Problem to solve => Copy the lines below word for word, starting with the line that contains "the car hood" and ending with the line that contains "[1116, 158]", both included.

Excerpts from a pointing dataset
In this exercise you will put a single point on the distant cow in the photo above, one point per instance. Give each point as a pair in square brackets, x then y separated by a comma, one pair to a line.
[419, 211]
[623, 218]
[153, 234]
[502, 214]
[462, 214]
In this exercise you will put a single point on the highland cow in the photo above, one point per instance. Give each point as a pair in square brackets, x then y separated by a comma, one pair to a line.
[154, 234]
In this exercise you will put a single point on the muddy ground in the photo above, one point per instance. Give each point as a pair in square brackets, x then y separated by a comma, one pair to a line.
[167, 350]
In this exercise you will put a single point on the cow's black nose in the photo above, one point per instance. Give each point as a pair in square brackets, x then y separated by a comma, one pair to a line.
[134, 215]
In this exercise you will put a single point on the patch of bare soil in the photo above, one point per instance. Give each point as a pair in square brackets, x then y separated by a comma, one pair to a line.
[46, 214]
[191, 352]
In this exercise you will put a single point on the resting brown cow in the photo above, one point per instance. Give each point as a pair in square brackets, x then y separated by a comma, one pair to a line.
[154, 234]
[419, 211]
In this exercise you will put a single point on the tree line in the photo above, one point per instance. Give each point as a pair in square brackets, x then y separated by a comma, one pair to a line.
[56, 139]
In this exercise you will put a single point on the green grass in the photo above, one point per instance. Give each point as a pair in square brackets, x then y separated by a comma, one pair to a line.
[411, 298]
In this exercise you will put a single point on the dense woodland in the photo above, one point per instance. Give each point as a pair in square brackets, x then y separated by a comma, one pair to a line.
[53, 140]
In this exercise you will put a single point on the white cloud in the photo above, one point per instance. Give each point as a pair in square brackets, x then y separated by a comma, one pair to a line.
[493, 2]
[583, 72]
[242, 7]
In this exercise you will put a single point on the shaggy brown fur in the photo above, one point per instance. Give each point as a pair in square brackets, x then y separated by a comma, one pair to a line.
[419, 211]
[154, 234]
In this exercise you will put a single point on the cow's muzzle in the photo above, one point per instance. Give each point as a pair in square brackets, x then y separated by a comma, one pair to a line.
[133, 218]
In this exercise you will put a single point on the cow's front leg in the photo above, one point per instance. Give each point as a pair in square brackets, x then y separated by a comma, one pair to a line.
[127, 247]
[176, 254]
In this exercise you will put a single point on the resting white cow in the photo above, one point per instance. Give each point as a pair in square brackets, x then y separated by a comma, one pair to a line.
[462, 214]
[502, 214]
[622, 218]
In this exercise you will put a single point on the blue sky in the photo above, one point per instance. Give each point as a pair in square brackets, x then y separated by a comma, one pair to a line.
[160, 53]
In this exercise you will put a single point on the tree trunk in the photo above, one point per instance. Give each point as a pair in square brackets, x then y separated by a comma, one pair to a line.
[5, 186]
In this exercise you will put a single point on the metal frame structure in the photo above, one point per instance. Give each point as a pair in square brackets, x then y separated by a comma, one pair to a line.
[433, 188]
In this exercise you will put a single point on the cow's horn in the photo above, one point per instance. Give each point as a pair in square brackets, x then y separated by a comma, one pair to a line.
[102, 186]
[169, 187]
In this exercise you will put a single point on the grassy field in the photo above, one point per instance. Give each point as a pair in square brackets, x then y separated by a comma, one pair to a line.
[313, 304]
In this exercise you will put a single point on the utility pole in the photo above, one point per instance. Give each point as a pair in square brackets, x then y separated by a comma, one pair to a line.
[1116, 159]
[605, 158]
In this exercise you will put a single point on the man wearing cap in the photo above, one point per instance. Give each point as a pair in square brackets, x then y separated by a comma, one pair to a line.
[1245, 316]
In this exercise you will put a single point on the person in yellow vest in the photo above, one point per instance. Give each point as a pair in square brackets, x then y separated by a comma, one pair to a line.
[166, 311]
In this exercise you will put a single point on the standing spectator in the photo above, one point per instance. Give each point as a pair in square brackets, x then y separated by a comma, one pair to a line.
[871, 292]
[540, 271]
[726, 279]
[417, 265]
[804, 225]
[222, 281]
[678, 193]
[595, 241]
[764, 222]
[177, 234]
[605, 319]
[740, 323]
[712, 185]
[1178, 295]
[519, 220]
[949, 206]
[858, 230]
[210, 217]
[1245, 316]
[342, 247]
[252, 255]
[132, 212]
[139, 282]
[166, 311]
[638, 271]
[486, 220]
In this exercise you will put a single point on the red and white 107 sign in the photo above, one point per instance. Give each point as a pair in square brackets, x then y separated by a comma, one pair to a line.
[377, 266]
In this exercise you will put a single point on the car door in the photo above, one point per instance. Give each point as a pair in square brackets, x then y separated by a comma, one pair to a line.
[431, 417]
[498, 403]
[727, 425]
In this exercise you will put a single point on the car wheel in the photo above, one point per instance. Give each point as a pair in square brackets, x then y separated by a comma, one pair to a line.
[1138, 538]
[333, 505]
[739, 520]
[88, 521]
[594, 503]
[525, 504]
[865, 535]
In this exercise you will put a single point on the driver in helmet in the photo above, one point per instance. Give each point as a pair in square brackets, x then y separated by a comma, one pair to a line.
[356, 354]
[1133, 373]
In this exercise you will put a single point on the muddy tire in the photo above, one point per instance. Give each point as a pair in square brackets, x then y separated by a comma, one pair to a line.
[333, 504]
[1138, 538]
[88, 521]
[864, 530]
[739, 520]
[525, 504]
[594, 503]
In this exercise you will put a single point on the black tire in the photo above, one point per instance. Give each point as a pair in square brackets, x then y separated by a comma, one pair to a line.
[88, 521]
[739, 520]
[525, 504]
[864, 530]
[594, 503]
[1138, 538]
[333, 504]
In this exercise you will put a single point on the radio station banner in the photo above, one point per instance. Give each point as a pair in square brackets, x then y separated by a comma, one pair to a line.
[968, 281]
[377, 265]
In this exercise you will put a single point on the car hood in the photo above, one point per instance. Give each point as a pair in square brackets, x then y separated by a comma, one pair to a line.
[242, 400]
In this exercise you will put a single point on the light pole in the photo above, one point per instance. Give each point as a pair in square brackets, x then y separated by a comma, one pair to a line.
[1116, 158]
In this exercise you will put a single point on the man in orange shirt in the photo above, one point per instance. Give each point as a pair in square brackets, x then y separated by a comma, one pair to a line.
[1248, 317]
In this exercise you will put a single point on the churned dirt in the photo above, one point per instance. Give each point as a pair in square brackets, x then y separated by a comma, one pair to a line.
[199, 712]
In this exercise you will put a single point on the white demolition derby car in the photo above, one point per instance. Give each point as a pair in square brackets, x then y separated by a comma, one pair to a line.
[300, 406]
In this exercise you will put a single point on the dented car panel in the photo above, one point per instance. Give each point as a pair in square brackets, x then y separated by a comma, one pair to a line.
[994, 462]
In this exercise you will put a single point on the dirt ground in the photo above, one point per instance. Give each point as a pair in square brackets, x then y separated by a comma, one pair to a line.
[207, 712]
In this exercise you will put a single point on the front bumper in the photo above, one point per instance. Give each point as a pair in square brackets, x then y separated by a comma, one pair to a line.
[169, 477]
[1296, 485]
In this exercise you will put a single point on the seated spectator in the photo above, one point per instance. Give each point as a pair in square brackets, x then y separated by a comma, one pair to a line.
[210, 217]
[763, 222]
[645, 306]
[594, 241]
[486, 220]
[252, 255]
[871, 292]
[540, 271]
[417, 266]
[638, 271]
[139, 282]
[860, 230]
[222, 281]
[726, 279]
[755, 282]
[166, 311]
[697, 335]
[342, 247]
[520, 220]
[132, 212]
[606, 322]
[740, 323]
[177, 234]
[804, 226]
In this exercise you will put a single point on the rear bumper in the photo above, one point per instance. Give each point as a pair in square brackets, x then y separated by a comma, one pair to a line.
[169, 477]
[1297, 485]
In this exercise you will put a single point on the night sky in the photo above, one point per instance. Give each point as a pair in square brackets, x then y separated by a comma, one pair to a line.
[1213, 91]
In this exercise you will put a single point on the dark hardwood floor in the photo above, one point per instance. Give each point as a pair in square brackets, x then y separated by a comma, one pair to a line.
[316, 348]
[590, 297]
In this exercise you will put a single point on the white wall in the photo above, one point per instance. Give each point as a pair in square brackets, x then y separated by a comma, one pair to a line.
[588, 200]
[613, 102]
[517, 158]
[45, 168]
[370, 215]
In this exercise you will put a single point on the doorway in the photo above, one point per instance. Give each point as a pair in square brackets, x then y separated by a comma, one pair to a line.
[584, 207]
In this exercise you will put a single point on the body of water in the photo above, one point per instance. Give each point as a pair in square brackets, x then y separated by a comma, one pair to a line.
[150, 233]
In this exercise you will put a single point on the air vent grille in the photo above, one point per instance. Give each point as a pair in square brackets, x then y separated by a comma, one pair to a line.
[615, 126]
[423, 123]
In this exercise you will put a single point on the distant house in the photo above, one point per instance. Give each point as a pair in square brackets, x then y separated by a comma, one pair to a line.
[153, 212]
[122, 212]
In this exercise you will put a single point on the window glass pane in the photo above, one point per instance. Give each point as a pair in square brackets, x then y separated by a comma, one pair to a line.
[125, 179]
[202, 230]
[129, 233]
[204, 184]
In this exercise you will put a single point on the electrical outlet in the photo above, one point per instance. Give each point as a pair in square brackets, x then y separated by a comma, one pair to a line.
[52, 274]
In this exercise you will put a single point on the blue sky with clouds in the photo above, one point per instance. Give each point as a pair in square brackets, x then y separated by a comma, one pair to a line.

Result =>
In this exercise you will put a single point on the car hood in the photo above, one point per instance. Give each point as a pair in square brackets, x then y separated by a comma, one pair to a line.
[242, 400]
In this exercise you will put a single point on the light pole in the photo above, one point per instance. Give each point as a pair in square brackets, x then y separated by a comma, one pair to a line.
[1116, 158]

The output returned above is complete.